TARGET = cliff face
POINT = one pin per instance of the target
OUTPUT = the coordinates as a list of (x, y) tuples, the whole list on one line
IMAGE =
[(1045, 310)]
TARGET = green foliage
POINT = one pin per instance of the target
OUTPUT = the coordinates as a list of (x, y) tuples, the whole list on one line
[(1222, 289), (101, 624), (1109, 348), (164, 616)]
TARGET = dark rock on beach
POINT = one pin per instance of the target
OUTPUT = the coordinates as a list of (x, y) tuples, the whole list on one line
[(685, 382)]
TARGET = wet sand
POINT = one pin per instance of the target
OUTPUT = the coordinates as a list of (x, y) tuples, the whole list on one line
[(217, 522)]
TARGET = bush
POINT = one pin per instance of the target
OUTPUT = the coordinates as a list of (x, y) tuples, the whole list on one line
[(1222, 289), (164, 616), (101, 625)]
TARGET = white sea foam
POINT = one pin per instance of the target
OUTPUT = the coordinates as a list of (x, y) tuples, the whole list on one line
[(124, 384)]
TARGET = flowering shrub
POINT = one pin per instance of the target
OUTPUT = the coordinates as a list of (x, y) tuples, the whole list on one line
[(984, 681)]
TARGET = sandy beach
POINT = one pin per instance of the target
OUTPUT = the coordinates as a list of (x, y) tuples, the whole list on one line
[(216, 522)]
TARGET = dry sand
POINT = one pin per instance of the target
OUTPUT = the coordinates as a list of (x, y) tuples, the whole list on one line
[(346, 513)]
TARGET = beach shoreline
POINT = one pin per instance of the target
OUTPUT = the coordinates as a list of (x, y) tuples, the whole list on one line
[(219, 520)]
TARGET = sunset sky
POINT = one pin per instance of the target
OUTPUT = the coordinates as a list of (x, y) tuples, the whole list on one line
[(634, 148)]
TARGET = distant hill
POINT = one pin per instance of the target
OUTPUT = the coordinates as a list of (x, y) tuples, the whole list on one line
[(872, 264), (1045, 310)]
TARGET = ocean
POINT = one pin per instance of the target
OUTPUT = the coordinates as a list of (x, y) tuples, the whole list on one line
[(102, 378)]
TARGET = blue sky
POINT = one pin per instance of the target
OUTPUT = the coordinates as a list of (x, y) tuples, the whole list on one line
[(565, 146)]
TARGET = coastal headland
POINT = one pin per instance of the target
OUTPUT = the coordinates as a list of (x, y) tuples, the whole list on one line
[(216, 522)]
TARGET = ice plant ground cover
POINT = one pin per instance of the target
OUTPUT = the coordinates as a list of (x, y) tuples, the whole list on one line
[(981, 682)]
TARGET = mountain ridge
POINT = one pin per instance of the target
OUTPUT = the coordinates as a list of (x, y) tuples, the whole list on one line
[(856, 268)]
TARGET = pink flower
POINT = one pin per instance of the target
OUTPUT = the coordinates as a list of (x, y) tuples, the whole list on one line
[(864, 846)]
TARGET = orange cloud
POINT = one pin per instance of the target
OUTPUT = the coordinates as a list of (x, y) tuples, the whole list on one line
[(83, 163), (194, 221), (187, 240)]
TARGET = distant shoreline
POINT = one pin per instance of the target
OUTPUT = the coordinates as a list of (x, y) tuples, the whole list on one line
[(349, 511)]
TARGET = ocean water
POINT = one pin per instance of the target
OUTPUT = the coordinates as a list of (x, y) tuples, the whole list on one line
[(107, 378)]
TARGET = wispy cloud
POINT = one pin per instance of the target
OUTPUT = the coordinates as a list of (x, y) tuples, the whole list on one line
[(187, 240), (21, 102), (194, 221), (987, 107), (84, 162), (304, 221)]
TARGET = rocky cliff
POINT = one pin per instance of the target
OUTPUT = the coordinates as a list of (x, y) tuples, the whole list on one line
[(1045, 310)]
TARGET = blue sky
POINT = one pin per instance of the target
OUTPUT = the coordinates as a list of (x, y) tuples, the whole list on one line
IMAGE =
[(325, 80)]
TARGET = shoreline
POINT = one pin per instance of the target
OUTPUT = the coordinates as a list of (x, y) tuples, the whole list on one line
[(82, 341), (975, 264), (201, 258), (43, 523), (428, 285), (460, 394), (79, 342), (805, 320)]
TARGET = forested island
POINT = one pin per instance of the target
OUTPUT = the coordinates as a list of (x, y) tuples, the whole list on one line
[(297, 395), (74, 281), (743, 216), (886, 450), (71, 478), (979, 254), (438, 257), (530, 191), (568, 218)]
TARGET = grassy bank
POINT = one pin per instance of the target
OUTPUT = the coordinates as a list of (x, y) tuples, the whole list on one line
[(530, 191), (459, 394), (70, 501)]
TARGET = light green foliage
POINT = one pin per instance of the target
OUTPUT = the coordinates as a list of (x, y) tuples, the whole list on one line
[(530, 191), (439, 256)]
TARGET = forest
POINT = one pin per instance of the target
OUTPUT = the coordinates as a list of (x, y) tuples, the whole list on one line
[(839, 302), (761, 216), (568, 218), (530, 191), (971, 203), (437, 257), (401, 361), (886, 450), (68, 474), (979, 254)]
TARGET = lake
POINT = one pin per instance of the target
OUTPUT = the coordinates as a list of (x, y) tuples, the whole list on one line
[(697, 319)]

..........

Exercise instructions:
Render the lines from the first one through the line containing "[(124, 384)]", inclusive, as a Markdown table with columns No. and Line, leaving out any blank lines.

Task answer:
| No. | Line |
|---|---|
| 1 | TARGET = cliff face |
| 2 | POINT = one pin per instance of the target |
| 3 | OUTPUT = the coordinates as a list of (x, y) tuples, the whole list on one line |
| 4 | IMAGE = |
| 5 | [(1045, 310)] |
| 6 | TARGET = green foliage |
| 7 | POINT = one pin per instance of the target |
| 8 | OUTPUT = the coordinates as a list of (x, y) tuples, the whole list on one line |
| 9 | [(1222, 289), (101, 624), (1109, 348), (164, 616)] |
| 10 | TARGET = dark rock on beach |
| 11 | POINT = one pin per instance of the target |
| 12 | OUTPUT = the coordinates as a list of (x, y) tuples, the whole list on one line |
| 13 | [(685, 382)] |
| 14 | TARGET = wet sand |
| 15 | POINT = one pin per instance of the target |
| 16 | OUTPUT = the coordinates as a list of (x, y) tuples, the whole list on one line |
| 17 | [(217, 522)] |
| 18 | TARGET = bush |
| 19 | POINT = one pin per instance of the target |
| 20 | OUTPUT = the coordinates as a list of (x, y) tuples, the whole list on one line |
| 21 | [(1222, 289), (164, 616), (101, 625)] |
| 22 | TARGET = white sea foam |
| 23 | POINT = one pin per instance of the target |
| 24 | OUTPUT = the coordinates as a list of (x, y) tuples, the whole list on one line |
| 25 | [(124, 384)] |